_Dataset content_
----
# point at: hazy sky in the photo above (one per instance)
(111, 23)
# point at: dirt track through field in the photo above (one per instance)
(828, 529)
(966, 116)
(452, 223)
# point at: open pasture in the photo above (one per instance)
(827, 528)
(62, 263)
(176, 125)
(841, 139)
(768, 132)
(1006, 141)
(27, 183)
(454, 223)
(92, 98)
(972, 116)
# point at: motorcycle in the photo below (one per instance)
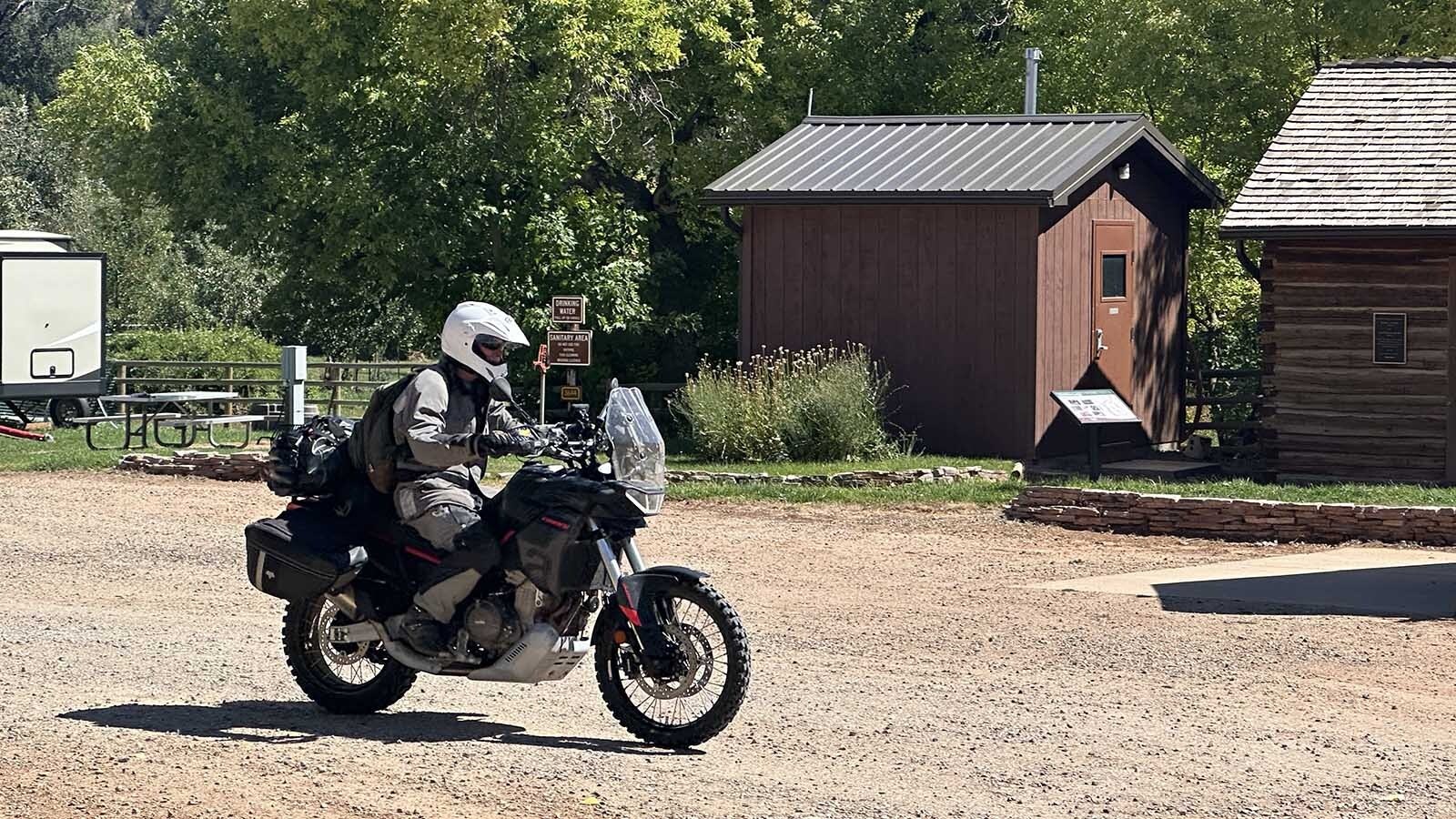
(670, 653)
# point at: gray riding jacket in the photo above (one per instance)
(434, 420)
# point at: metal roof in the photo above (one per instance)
(985, 159)
(1369, 149)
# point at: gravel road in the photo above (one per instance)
(899, 671)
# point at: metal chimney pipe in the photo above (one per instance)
(1033, 57)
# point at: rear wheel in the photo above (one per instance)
(698, 703)
(346, 678)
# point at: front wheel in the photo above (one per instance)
(346, 678)
(701, 702)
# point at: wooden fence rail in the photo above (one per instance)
(1232, 402)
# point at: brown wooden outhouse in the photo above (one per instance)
(1356, 205)
(986, 259)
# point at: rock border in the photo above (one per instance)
(249, 467)
(1230, 519)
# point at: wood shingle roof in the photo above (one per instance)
(1369, 149)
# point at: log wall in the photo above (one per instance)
(1331, 411)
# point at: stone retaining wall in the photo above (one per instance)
(1234, 519)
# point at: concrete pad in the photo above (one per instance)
(1354, 581)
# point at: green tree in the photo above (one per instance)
(410, 153)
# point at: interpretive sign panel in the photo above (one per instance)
(1390, 339)
(568, 347)
(1096, 405)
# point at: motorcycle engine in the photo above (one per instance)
(494, 627)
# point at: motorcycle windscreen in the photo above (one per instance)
(638, 452)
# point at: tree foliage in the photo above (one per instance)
(399, 157)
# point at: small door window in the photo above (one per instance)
(1114, 276)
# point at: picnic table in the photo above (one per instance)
(153, 411)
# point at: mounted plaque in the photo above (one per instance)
(1388, 334)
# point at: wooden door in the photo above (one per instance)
(1113, 302)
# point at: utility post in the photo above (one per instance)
(295, 375)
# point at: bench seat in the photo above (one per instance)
(189, 426)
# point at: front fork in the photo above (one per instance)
(642, 622)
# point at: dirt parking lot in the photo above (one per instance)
(900, 669)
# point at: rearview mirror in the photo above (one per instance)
(501, 390)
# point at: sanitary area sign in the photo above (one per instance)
(1096, 405)
(568, 347)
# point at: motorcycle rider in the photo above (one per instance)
(446, 429)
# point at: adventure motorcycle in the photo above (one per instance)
(670, 653)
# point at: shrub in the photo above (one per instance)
(220, 344)
(823, 404)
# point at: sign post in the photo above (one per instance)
(295, 373)
(541, 365)
(1092, 409)
(570, 347)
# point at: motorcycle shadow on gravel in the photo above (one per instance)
(291, 723)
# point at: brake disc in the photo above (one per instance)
(698, 661)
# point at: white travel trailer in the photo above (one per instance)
(51, 318)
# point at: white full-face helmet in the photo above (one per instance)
(473, 329)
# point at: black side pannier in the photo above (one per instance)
(298, 555)
(309, 460)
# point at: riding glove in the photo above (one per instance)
(500, 442)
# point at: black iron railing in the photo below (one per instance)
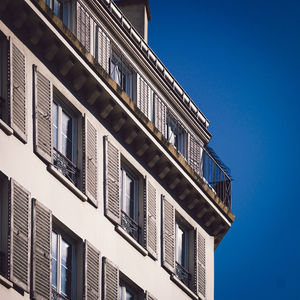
(130, 226)
(57, 296)
(216, 177)
(65, 166)
(183, 275)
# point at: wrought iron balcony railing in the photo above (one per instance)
(130, 226)
(183, 275)
(65, 166)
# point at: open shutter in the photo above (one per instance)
(83, 27)
(92, 271)
(150, 224)
(112, 181)
(111, 281)
(200, 258)
(41, 249)
(17, 91)
(168, 235)
(19, 235)
(43, 118)
(90, 168)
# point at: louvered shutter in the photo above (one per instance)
(19, 235)
(83, 27)
(17, 91)
(200, 257)
(103, 49)
(111, 281)
(150, 223)
(43, 116)
(112, 181)
(90, 168)
(92, 273)
(168, 235)
(41, 261)
(148, 296)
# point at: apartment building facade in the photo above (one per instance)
(108, 188)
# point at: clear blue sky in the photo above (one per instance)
(240, 62)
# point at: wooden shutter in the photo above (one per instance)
(103, 49)
(112, 181)
(41, 249)
(92, 273)
(168, 235)
(150, 223)
(200, 258)
(111, 281)
(43, 116)
(160, 115)
(143, 95)
(83, 27)
(19, 235)
(17, 91)
(90, 168)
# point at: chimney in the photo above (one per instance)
(138, 13)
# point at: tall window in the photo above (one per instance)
(129, 203)
(64, 141)
(177, 136)
(62, 256)
(121, 73)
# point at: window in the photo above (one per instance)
(176, 134)
(64, 141)
(129, 203)
(62, 266)
(62, 8)
(122, 74)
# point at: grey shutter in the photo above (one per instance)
(103, 49)
(160, 115)
(200, 264)
(168, 235)
(90, 168)
(83, 27)
(43, 116)
(150, 223)
(41, 249)
(19, 235)
(92, 271)
(112, 181)
(111, 281)
(194, 155)
(17, 92)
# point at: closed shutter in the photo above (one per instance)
(92, 271)
(160, 116)
(18, 102)
(90, 168)
(19, 235)
(43, 116)
(111, 281)
(83, 27)
(168, 235)
(143, 95)
(200, 264)
(103, 49)
(112, 181)
(41, 244)
(194, 154)
(150, 225)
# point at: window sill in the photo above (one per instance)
(131, 240)
(67, 182)
(5, 282)
(184, 287)
(7, 129)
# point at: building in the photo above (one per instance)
(108, 189)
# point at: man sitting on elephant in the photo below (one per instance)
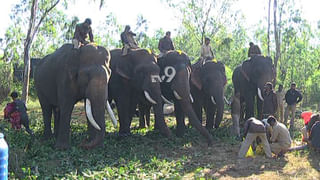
(206, 51)
(128, 41)
(253, 50)
(81, 34)
(165, 44)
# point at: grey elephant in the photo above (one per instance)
(67, 76)
(249, 79)
(132, 82)
(175, 74)
(208, 79)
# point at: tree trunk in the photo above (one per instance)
(33, 28)
(277, 40)
(268, 43)
(26, 55)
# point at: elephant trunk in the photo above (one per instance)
(90, 116)
(159, 120)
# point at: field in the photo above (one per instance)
(147, 155)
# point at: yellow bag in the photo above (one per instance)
(250, 152)
(260, 150)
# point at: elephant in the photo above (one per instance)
(132, 82)
(249, 79)
(208, 79)
(67, 76)
(175, 70)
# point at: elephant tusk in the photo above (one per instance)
(90, 116)
(191, 98)
(148, 97)
(166, 100)
(260, 95)
(213, 101)
(113, 118)
(177, 95)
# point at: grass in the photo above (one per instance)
(147, 155)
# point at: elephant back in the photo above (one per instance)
(174, 58)
(91, 54)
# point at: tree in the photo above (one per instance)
(268, 42)
(37, 16)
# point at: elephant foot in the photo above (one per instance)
(61, 146)
(166, 132)
(180, 132)
(123, 135)
(86, 144)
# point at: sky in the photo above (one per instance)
(157, 13)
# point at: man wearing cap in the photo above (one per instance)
(280, 97)
(280, 137)
(81, 33)
(254, 128)
(253, 50)
(292, 97)
(128, 40)
(165, 44)
(206, 51)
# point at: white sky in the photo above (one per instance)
(157, 14)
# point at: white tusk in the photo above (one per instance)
(177, 95)
(260, 95)
(191, 98)
(213, 101)
(149, 98)
(166, 100)
(90, 116)
(113, 118)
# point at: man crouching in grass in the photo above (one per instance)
(254, 128)
(280, 137)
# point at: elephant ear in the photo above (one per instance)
(195, 78)
(123, 69)
(247, 69)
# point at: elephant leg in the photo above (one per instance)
(62, 141)
(123, 113)
(193, 120)
(142, 116)
(259, 108)
(249, 99)
(160, 124)
(198, 110)
(180, 119)
(56, 120)
(147, 114)
(47, 113)
(210, 110)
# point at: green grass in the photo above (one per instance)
(146, 155)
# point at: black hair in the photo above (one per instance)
(14, 94)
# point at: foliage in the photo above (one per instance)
(5, 80)
(144, 155)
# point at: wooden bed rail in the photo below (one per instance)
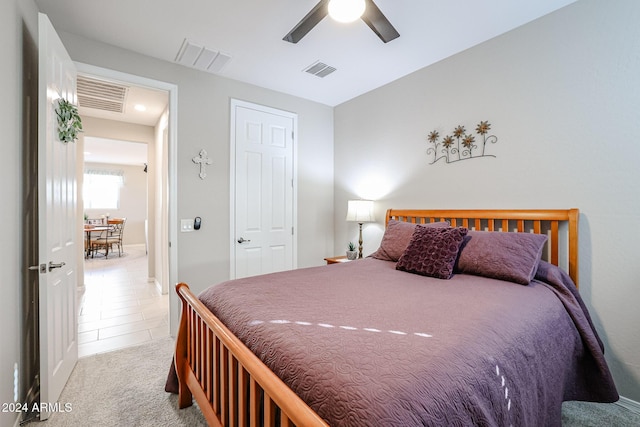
(540, 221)
(231, 385)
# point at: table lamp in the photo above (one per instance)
(360, 211)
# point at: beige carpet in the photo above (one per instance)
(126, 388)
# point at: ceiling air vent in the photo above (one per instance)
(196, 56)
(101, 95)
(319, 69)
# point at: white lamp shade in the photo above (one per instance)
(346, 11)
(360, 211)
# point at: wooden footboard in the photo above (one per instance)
(231, 385)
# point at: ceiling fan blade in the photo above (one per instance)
(307, 23)
(379, 23)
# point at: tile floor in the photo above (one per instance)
(118, 306)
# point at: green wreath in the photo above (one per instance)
(69, 121)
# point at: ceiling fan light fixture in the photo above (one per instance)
(346, 11)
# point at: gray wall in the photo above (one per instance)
(563, 96)
(203, 122)
(18, 28)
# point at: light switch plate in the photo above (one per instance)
(186, 225)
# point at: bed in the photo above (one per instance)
(461, 317)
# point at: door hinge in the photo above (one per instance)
(42, 268)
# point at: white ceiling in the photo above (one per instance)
(251, 32)
(103, 150)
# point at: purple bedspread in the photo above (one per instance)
(366, 345)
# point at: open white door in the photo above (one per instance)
(57, 223)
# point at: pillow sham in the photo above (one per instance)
(432, 251)
(396, 238)
(505, 256)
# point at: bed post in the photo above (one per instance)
(574, 215)
(185, 398)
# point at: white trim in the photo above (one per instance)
(232, 177)
(172, 89)
(629, 404)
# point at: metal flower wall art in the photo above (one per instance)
(460, 145)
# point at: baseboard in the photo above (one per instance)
(629, 404)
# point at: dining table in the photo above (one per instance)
(91, 228)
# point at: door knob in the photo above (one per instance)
(52, 265)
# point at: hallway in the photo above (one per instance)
(118, 307)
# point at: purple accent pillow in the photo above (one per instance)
(432, 251)
(505, 256)
(396, 238)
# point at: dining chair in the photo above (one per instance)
(109, 238)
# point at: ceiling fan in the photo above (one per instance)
(372, 16)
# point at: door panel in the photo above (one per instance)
(57, 224)
(263, 202)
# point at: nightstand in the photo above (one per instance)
(336, 259)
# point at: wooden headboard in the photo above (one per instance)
(560, 225)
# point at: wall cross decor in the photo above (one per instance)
(460, 145)
(202, 160)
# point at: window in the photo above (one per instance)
(101, 189)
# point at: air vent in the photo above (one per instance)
(196, 56)
(101, 95)
(319, 69)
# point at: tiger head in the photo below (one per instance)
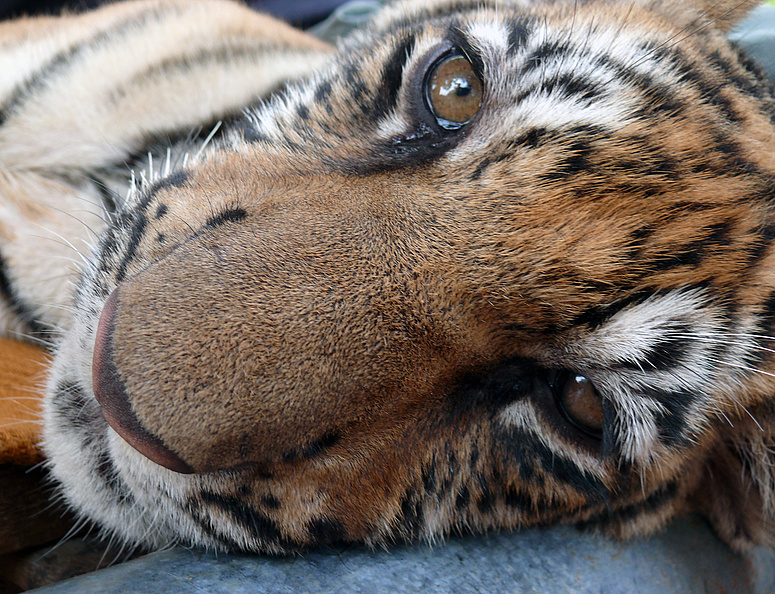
(498, 264)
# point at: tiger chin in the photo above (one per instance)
(486, 265)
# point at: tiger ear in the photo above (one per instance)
(736, 488)
(722, 14)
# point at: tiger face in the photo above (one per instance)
(495, 264)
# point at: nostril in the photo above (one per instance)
(111, 394)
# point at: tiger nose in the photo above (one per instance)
(112, 396)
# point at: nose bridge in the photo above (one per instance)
(273, 329)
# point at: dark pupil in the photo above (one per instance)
(460, 86)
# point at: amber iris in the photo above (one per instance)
(582, 404)
(454, 91)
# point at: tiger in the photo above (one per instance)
(483, 265)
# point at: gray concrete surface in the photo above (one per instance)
(687, 558)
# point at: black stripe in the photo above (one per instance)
(260, 526)
(652, 503)
(68, 56)
(19, 307)
(136, 235)
(518, 34)
(391, 78)
(520, 445)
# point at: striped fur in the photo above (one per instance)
(343, 321)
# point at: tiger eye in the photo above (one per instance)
(454, 92)
(582, 404)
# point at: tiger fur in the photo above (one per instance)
(350, 318)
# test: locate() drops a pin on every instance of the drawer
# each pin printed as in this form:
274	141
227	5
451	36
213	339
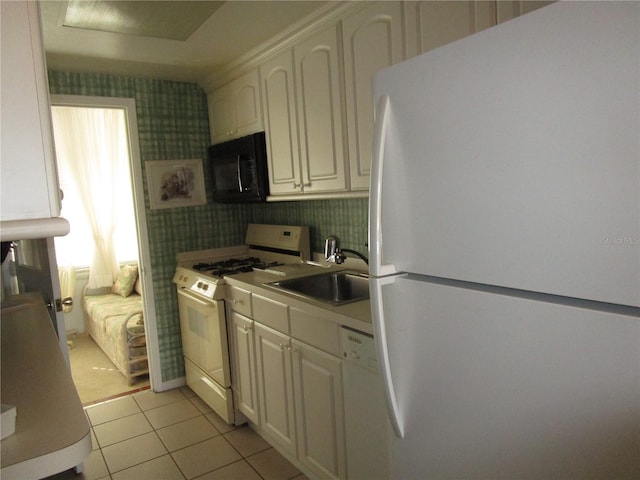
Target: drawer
239	300
219	398
271	313
315	331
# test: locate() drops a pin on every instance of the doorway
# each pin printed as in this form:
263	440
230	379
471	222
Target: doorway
80	343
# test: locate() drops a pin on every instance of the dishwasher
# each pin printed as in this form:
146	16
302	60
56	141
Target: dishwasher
366	422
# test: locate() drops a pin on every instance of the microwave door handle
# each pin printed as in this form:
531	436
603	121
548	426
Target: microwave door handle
240	186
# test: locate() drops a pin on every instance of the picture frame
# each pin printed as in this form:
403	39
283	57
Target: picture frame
175	183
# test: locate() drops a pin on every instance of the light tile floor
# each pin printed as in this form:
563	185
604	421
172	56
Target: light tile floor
174	435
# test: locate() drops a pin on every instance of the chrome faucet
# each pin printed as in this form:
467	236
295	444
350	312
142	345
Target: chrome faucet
333	253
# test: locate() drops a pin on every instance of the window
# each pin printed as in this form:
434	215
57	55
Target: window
112	158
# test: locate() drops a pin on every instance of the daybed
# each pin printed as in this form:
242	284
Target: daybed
114	319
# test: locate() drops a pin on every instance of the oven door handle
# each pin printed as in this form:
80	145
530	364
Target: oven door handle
199	301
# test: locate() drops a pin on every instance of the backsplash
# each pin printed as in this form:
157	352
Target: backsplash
173	123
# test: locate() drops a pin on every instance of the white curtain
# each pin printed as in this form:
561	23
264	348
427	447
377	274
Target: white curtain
90	139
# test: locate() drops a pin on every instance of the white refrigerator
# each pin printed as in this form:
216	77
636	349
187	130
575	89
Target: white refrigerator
505	249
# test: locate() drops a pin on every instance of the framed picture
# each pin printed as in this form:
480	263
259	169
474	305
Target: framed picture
175	183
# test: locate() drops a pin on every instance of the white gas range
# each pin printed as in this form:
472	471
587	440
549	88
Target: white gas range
271	248
200	280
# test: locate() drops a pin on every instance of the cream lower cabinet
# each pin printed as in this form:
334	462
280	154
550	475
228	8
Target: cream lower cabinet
275	387
245	386
290	390
317	379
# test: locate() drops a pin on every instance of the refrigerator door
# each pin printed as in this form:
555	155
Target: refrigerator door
492	386
511	157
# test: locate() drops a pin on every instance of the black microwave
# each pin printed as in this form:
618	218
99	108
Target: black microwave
239	169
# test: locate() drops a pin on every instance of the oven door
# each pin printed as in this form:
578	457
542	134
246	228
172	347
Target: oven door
204	335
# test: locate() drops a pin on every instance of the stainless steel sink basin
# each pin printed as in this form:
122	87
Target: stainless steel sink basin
336	288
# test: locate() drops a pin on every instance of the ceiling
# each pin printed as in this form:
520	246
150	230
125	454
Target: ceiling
170	40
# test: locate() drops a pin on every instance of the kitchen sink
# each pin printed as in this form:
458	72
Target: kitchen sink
336	288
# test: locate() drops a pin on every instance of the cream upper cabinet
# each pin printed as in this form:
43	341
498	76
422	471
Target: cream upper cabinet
319	107
235	109
372	39
280	121
440	22
508	10
30	195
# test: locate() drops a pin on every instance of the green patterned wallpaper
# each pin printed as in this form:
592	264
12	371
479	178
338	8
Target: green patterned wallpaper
173	124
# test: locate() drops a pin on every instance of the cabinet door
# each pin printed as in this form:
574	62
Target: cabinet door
248	109
221	114
275	389
244	361
28	175
278	96
319	411
318	84
441	22
372	39
508	10
235	109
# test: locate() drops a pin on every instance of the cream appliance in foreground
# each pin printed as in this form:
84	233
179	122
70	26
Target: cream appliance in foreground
505	249
200	280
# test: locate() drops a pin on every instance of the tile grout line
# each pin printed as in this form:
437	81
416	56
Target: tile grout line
----
Please go through the listing and return each line that has "grout" in it.

# test: locate() drops a pin on every instance of the tile grout line
Target: tile grout line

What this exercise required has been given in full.